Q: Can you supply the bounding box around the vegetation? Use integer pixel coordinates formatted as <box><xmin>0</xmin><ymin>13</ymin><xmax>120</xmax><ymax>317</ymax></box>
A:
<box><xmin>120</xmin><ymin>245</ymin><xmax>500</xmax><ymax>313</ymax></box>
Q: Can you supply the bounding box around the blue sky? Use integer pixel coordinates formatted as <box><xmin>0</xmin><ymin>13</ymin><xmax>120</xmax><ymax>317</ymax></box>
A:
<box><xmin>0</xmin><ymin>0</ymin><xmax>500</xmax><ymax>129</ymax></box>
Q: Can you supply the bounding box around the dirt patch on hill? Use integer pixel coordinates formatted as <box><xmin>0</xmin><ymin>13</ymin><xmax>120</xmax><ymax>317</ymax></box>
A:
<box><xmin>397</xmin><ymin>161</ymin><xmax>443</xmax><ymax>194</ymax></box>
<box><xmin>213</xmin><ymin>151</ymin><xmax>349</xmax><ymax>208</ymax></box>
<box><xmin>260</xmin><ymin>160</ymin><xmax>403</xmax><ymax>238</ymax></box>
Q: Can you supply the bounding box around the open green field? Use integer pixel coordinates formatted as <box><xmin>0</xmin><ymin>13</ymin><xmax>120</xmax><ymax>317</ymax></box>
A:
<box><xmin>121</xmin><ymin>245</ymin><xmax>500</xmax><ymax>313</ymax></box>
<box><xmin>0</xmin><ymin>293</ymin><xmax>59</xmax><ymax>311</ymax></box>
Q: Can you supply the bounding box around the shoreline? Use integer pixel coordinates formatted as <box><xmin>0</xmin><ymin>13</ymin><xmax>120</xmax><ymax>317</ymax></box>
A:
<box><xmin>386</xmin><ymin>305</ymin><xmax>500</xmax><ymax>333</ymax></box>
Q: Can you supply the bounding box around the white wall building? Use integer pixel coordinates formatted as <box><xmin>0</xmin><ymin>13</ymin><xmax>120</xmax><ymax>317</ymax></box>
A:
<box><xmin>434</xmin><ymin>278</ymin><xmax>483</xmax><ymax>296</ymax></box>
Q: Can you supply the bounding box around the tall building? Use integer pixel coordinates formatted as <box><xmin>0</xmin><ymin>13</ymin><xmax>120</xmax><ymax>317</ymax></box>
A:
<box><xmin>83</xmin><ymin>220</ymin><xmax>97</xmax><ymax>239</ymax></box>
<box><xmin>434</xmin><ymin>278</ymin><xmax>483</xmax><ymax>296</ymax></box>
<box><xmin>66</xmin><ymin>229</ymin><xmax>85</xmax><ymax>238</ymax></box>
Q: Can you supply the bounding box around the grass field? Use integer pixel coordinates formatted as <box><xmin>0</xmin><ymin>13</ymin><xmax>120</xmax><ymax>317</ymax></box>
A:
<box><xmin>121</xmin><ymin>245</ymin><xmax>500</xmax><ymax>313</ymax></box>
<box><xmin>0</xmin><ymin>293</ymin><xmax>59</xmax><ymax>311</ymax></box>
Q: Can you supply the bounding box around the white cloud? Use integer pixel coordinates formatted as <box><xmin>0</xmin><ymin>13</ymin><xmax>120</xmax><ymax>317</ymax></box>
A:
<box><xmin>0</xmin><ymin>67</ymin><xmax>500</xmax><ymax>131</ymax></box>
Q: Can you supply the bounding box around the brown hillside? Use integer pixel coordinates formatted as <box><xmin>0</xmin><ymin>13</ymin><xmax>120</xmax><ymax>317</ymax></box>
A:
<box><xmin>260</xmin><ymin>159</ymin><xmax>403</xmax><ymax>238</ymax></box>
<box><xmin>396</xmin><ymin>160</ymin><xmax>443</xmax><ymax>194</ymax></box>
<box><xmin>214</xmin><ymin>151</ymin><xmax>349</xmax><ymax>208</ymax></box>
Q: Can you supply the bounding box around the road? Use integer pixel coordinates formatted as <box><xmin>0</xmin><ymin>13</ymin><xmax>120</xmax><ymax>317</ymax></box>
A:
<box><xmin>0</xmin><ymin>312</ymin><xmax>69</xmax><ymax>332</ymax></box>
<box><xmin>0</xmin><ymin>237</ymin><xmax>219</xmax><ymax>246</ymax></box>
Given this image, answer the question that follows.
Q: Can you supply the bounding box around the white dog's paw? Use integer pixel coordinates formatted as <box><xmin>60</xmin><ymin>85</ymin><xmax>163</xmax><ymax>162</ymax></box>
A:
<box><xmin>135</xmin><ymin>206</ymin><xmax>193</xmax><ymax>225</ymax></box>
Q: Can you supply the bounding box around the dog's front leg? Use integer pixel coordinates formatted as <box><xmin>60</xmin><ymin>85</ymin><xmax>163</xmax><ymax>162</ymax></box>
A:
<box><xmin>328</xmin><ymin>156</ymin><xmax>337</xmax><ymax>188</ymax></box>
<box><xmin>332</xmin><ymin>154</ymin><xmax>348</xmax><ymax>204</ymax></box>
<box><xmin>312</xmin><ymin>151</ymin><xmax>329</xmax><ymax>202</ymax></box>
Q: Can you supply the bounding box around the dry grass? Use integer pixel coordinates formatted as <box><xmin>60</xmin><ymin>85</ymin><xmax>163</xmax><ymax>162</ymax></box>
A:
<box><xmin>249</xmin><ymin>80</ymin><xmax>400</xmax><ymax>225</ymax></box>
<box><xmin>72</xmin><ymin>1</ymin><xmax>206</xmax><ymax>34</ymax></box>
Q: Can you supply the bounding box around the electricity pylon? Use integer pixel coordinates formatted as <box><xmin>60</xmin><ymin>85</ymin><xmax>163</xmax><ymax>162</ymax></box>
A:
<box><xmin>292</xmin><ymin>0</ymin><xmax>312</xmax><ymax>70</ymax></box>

__Problem description__.
Please copy all of the data above line for line, with no changes.

__Complete response__.
Q: Can you supply the bounding box around the vegetation? Use integer pixel coordinates formatted as <box><xmin>0</xmin><ymin>13</ymin><xmax>120</xmax><ymax>317</ymax></box>
A:
<box><xmin>120</xmin><ymin>245</ymin><xmax>500</xmax><ymax>313</ymax></box>
Q: Can you supply the bounding box around the blue sky? Use integer pixel coordinates formatted as <box><xmin>0</xmin><ymin>13</ymin><xmax>120</xmax><ymax>317</ymax></box>
A:
<box><xmin>0</xmin><ymin>0</ymin><xmax>500</xmax><ymax>129</ymax></box>
Q: Can you supply the bounding box around the dirt patch on hill? Use integer pixel coordinates formatted as <box><xmin>0</xmin><ymin>13</ymin><xmax>120</xmax><ymax>317</ymax></box>
A:
<box><xmin>397</xmin><ymin>161</ymin><xmax>443</xmax><ymax>194</ymax></box>
<box><xmin>213</xmin><ymin>151</ymin><xmax>349</xmax><ymax>208</ymax></box>
<box><xmin>260</xmin><ymin>160</ymin><xmax>403</xmax><ymax>238</ymax></box>
Q: Can you supply the bounding box around the open green field? Use integer pixel coordinates formatted as <box><xmin>0</xmin><ymin>13</ymin><xmax>120</xmax><ymax>317</ymax></box>
A:
<box><xmin>121</xmin><ymin>245</ymin><xmax>500</xmax><ymax>313</ymax></box>
<box><xmin>0</xmin><ymin>293</ymin><xmax>59</xmax><ymax>311</ymax></box>
Q: Can you supply the bounding box around the shoreline? Use integer pixel coordinates formatted as <box><xmin>0</xmin><ymin>13</ymin><xmax>120</xmax><ymax>317</ymax></box>
A:
<box><xmin>386</xmin><ymin>305</ymin><xmax>500</xmax><ymax>333</ymax></box>
Q: Can you supply the bounding box around the white wall building? Use integer pixel coordinates formatted as <box><xmin>0</xmin><ymin>13</ymin><xmax>120</xmax><ymax>317</ymax></box>
A:
<box><xmin>434</xmin><ymin>278</ymin><xmax>483</xmax><ymax>296</ymax></box>
Q: Can you supply the bounding box around the tall building? Use integer pixel coordinates formatted as <box><xmin>0</xmin><ymin>13</ymin><xmax>120</xmax><ymax>317</ymax></box>
A:
<box><xmin>83</xmin><ymin>220</ymin><xmax>97</xmax><ymax>239</ymax></box>
<box><xmin>434</xmin><ymin>278</ymin><xmax>483</xmax><ymax>296</ymax></box>
<box><xmin>66</xmin><ymin>229</ymin><xmax>85</xmax><ymax>238</ymax></box>
Q: Can you supply the bounding box around the grass field? Use integer pixel coordinates formatted as <box><xmin>0</xmin><ymin>13</ymin><xmax>120</xmax><ymax>317</ymax></box>
A:
<box><xmin>121</xmin><ymin>245</ymin><xmax>500</xmax><ymax>313</ymax></box>
<box><xmin>0</xmin><ymin>293</ymin><xmax>59</xmax><ymax>311</ymax></box>
Q: Can you supply the bounding box around the white cloud? Use integer pixel coordinates formatted as <box><xmin>0</xmin><ymin>13</ymin><xmax>120</xmax><ymax>317</ymax></box>
A:
<box><xmin>0</xmin><ymin>67</ymin><xmax>500</xmax><ymax>131</ymax></box>
Q: Can you supply the bounding box around the brown hillside? Use integer pixel coordinates formatted as <box><xmin>0</xmin><ymin>13</ymin><xmax>120</xmax><ymax>317</ymax></box>
A:
<box><xmin>260</xmin><ymin>159</ymin><xmax>403</xmax><ymax>238</ymax></box>
<box><xmin>396</xmin><ymin>160</ymin><xmax>443</xmax><ymax>194</ymax></box>
<box><xmin>214</xmin><ymin>151</ymin><xmax>349</xmax><ymax>208</ymax></box>
Q: Can you supply the bounding box around the road? Use integer pixel coordinates formatted as <box><xmin>0</xmin><ymin>13</ymin><xmax>120</xmax><ymax>317</ymax></box>
A:
<box><xmin>0</xmin><ymin>312</ymin><xmax>69</xmax><ymax>332</ymax></box>
<box><xmin>0</xmin><ymin>237</ymin><xmax>219</xmax><ymax>246</ymax></box>
Given this image, answer the question that follows.
Q: Can you supply the bounding box around the white dog's paw? Use integer pixel coordinates formatted as <box><xmin>60</xmin><ymin>85</ymin><xmax>163</xmax><ymax>162</ymax></box>
A:
<box><xmin>135</xmin><ymin>206</ymin><xmax>193</xmax><ymax>225</ymax></box>
Q: Can you supply the bounding box around the dog's front leg? Use integer pixel coordinates formatted as <box><xmin>60</xmin><ymin>85</ymin><xmax>163</xmax><ymax>162</ymax></box>
A:
<box><xmin>328</xmin><ymin>156</ymin><xmax>337</xmax><ymax>188</ymax></box>
<box><xmin>332</xmin><ymin>154</ymin><xmax>348</xmax><ymax>204</ymax></box>
<box><xmin>312</xmin><ymin>151</ymin><xmax>329</xmax><ymax>202</ymax></box>
Q: Can you supply the bounding box around the dry grass? Use integer pixel coordinates formatted as <box><xmin>60</xmin><ymin>85</ymin><xmax>163</xmax><ymax>162</ymax></box>
A:
<box><xmin>249</xmin><ymin>80</ymin><xmax>400</xmax><ymax>225</ymax></box>
<box><xmin>72</xmin><ymin>1</ymin><xmax>206</xmax><ymax>34</ymax></box>
Q: Can you supply the bounding box around the electricity pylon? Use integer pixel coordinates formatted as <box><xmin>60</xmin><ymin>85</ymin><xmax>163</xmax><ymax>162</ymax></box>
A:
<box><xmin>292</xmin><ymin>0</ymin><xmax>312</xmax><ymax>70</ymax></box>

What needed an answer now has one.